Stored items
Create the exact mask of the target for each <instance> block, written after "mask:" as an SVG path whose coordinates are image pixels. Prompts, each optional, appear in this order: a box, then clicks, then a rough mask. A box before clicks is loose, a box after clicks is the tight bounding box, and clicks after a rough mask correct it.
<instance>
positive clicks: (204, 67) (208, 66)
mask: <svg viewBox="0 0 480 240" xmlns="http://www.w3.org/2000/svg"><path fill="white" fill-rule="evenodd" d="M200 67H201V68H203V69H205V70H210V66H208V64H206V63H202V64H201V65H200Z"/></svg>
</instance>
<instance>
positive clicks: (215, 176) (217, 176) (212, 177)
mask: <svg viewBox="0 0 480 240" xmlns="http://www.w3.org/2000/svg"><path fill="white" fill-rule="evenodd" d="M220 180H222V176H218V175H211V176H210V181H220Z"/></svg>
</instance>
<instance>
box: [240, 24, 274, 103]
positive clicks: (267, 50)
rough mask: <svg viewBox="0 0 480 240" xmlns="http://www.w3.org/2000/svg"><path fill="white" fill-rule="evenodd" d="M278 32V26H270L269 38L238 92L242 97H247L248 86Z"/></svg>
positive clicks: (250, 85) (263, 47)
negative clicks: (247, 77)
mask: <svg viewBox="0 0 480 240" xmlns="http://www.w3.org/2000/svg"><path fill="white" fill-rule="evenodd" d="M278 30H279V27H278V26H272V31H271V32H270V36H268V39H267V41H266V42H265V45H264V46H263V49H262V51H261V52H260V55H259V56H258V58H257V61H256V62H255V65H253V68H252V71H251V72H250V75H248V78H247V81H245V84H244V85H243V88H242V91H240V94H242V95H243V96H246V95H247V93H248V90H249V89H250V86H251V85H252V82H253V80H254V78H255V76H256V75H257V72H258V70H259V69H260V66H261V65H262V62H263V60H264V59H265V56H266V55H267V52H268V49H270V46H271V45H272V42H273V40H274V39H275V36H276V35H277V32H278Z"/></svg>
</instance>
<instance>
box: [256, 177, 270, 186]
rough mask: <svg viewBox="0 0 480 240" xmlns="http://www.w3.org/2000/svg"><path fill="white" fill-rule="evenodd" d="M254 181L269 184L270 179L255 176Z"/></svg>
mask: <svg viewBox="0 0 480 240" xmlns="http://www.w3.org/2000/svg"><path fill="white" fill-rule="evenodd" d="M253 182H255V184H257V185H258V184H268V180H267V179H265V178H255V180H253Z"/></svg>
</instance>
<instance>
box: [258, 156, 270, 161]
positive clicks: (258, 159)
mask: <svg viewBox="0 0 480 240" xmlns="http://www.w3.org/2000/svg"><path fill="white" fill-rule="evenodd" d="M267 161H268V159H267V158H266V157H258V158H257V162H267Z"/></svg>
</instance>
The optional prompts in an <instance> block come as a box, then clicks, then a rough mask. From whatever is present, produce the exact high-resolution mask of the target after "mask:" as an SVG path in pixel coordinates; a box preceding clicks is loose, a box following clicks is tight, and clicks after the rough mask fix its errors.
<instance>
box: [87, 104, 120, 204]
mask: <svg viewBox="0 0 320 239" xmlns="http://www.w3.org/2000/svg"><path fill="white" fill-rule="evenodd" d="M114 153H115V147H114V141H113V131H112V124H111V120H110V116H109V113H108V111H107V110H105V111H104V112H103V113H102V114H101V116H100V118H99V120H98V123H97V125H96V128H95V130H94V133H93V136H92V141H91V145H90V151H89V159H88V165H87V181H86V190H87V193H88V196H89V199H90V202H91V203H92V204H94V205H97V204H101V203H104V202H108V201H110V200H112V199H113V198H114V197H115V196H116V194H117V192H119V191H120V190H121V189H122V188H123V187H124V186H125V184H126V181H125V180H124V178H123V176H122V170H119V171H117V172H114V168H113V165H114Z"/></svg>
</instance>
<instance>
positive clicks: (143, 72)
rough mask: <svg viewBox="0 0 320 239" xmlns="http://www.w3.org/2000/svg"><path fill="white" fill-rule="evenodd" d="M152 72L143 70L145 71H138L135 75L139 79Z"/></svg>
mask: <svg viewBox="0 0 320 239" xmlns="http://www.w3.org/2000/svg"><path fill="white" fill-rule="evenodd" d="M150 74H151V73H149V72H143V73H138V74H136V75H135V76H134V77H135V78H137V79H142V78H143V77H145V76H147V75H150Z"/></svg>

-- What this task involves --
In the lines above, locate the string "exact". Copy every line where it occurs.

-- Problem solution --
Create the exact mask of the target for each <instance> block, written after "mask:" as an SVG path whose coordinates are image pixels. Prompts, each optional, appear in this order: a box, then clicks, then a rough mask. A box before clicks is loose, a box after clicks is the tight bounding box, and clicks after a rough mask correct it.
The optional prompts in an <instance> block come as a box, then clicks, then a rough mask. From whatever is present, produce the exact high-resolution mask of the target after "mask:" as an SVG path in pixel coordinates; a box preceding clicks is loose, a box following clicks is tight, and clicks after the rough mask fix its errors.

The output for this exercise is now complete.